On Fri, 24 Sep 2004 22:20:25 -0700, "rmcinnis"
wrote:
"Matt Lang" wrote in message
. com...
~~ snippage ~~
- I often have all sorts of returns and speckles and want to know what
it is that creeps under my boat 
It isn't necessarialy a fish. It is possible to get a reflection off of a
thermal layer in the water. The fishfinder can sometimes be fooled by noise
or vibration coming from other sources, like the engine or turbulent water.
You can also get interference from other sonars in proximity to yours.
I've seen that happen on lakes with heavy fishing pressure.
- What effect has frequencey on the echo and return. MY finder has 50
and 200 khz, why does certain frequencies get used and how does
frequency correlate with echo angle?
A higher frequency is easier to focus and will have better resolution on
depth. Unfortunately, the higher frequencies also get absorbed faster so
they tend to not be as far reaching.
- 200khz being pretty fast how does boat speed change the return?
- up to what speed is the finder useful for identifying objects in the
water?
The ping frequency doesn't determine how fast the sound travels, that
remains the same for all frequencies. You would have to be going pretty
darn fast and have a very narrow beam to to move out of the beam width
before the echo can come back, sound moves pretty darn fast, especially in
water.
What is more significant is the interference that the speed might cause.
What really messes up a depthsounder is getting pockets of air in the path.
If your boat "porpoises" and causes air to get trapped under the hull then
the depthsounder will go nuts. Obviously, if the spot in the hull where the
transducer is located comes out of the water you will have trouble.
At certain speeds vibration from the engine, shaft or rudder can cause
problems. If the transducer is mounted behind a thru hull, strut, or
similar irregularity in the hull the eddy currents and possible cavitation
can wreck havoc on the transducer.
Nice post Rod.

**CHALLENGES**
a) According to the fishfinder discussion, what is the drawback of using higher frequencies?
b) For each statement, decide whether it agrees with the fishfinder discussion. Answer yes or no, and quote the words that settle it.
(i) Sound travels faster at 200 kHz than at 50 kHz.
(ii) Other sonars nearby can interfere with a fishfinder.
(iii) Air trapped under the hull can disrupt a depthsounder.
c) Write a continuation of the fishfinder discussion, picking up after its final line.

**DATASET ROWS**
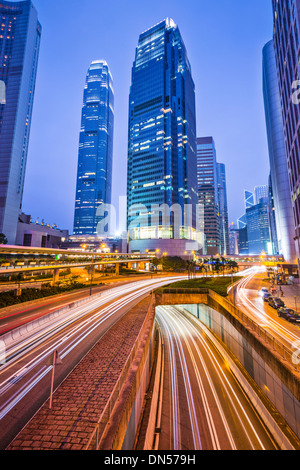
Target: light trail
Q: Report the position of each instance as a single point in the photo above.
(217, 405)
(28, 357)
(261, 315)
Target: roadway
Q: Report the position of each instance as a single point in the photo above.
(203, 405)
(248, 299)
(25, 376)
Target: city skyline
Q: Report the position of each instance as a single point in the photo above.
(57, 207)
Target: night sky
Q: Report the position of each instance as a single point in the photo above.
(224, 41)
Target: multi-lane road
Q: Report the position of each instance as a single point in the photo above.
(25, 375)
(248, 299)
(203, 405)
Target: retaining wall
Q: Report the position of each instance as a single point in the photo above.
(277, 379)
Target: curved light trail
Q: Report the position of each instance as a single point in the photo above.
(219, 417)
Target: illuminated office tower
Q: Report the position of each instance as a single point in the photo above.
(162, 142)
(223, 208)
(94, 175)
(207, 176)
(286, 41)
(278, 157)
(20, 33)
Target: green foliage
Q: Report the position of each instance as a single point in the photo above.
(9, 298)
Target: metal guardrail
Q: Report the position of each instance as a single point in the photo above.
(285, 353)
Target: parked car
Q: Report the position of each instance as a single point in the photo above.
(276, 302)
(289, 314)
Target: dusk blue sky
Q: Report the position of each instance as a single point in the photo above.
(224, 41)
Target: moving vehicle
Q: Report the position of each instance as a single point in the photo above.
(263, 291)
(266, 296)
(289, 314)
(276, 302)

* * *

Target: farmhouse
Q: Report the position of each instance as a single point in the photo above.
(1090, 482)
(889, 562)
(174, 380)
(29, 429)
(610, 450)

**ANSWERS BY TASK**
a) Higher frequencies get absorbed faster, so they tend not to reach as far.

b)
(i) No: "The ping frequency doesn't determine how fast the sound travels, that remains the same for all frequencies."
(ii) Yes: "You can also get interference from other sonars in proximity to yours."
(iii) Yes: "If your boat "porpoises" and causes air to get trapped under the hull then the depthsounder will go nuts."

c)
Although I defy you to desbribe putting a through hull transducer in
the Ranger as easy.
The only other "issue" I would include is water density and speed. As
water density changes, the actual speed and quality of the echo can be
affected. Some finders use an algorithym to deal with that - that's
why there's a temp sensor on most of the newer models. On other
models, there are additional algorithyms to adjust for SOG (meaning
the Speed Over Bottom rather than Ground in this case).
The newer digital finders can do all sorts of interesting tricks with
signal processing where you can filter out noise, interference and
such, but you really have to be knowledgable about sonar to make the
translation from fishing guyese to technicalese.
Once you get the hang of it, you would be amazed at what you can see
on the bottom. I have a new Raymarine color finder that I just
installed on the Ranger with all the new DSP goodies - it's pretty
amazing, I'll tell you what. :)
But again, interpretating the results is the real trick. Depending on
where the transducer is mounted, you are looking pretty much back in
time rather than current time - what was rather than what is. Once
you get the hang of how your target species relates to what you see on
the finder, then it all starts to come together.
Good luck.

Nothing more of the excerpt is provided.